**Exercise:** Will you write out all the entries below exactly?

*** Opening of Data provided ***

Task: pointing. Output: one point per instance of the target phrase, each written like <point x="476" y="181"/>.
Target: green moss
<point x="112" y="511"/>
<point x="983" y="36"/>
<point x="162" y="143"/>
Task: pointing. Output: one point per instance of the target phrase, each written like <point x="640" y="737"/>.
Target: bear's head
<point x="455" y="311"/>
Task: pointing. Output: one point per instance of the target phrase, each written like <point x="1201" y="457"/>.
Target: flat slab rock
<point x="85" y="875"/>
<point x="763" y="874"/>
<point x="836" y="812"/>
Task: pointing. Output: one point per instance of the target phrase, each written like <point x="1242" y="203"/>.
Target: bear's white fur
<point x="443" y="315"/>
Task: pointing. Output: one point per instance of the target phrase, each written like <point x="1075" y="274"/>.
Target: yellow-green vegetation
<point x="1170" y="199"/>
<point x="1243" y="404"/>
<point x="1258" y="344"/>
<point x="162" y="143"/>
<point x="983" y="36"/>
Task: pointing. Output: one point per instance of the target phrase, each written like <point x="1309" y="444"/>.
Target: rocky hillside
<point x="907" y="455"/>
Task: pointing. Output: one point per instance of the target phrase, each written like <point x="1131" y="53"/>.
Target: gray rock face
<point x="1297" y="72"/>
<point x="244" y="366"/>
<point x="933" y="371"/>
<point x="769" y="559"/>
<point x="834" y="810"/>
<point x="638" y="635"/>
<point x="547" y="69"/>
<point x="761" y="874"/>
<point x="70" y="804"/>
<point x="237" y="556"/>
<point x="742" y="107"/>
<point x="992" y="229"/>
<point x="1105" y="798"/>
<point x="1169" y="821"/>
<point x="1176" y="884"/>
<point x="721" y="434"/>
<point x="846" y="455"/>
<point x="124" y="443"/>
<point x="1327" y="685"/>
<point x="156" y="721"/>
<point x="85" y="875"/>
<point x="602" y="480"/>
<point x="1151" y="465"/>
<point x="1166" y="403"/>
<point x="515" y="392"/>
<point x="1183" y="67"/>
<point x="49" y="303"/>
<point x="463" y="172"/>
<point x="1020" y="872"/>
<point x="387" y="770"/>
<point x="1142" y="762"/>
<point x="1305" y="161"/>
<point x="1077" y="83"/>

*** Close of Data provided ***

**Reply:**
Task: pointing. Output: one point per instance of the target phrase, each written like <point x="476" y="181"/>.
Target: green moss
<point x="112" y="511"/>
<point x="983" y="36"/>
<point x="162" y="143"/>
Task: pointing. Output: one point per instance of the target phrase, each written like <point x="640" y="737"/>.
Target: bear's head
<point x="455" y="311"/>
Task: pointing. Output: one point per instance of the target phrase, each written like <point x="1201" y="457"/>.
Target: flat slab rock
<point x="85" y="875"/>
<point x="763" y="874"/>
<point x="836" y="812"/>
Task: pointing. Output: one point per instance of the target phrase, each written like <point x="1242" y="203"/>.
Target: bear's white fur
<point x="443" y="315"/>
Task: pointing. Output: one point per instance of the target phrase, each written like <point x="1075" y="274"/>.
Target: yellow-green vegetation
<point x="1170" y="199"/>
<point x="1243" y="404"/>
<point x="1258" y="344"/>
<point x="162" y="143"/>
<point x="983" y="36"/>
Task: pointing. Output: one point per instance of the target phrase, each written like <point x="1309" y="444"/>.
Target: rocky hillside
<point x="907" y="455"/>
Task: pointing. Output: one point per instance of the target phrase, each written like <point x="1131" y="53"/>.
Target: gray rock face
<point x="1297" y="72"/>
<point x="244" y="366"/>
<point x="933" y="371"/>
<point x="769" y="559"/>
<point x="834" y="810"/>
<point x="638" y="635"/>
<point x="547" y="69"/>
<point x="761" y="874"/>
<point x="70" y="804"/>
<point x="237" y="556"/>
<point x="742" y="107"/>
<point x="992" y="229"/>
<point x="1105" y="798"/>
<point x="1169" y="821"/>
<point x="1176" y="884"/>
<point x="721" y="434"/>
<point x="846" y="455"/>
<point x="124" y="443"/>
<point x="1327" y="685"/>
<point x="156" y="721"/>
<point x="85" y="875"/>
<point x="602" y="480"/>
<point x="1151" y="465"/>
<point x="1166" y="403"/>
<point x="515" y="392"/>
<point x="1183" y="67"/>
<point x="49" y="303"/>
<point x="463" y="172"/>
<point x="1020" y="872"/>
<point x="387" y="770"/>
<point x="1142" y="762"/>
<point x="1305" y="161"/>
<point x="1077" y="83"/>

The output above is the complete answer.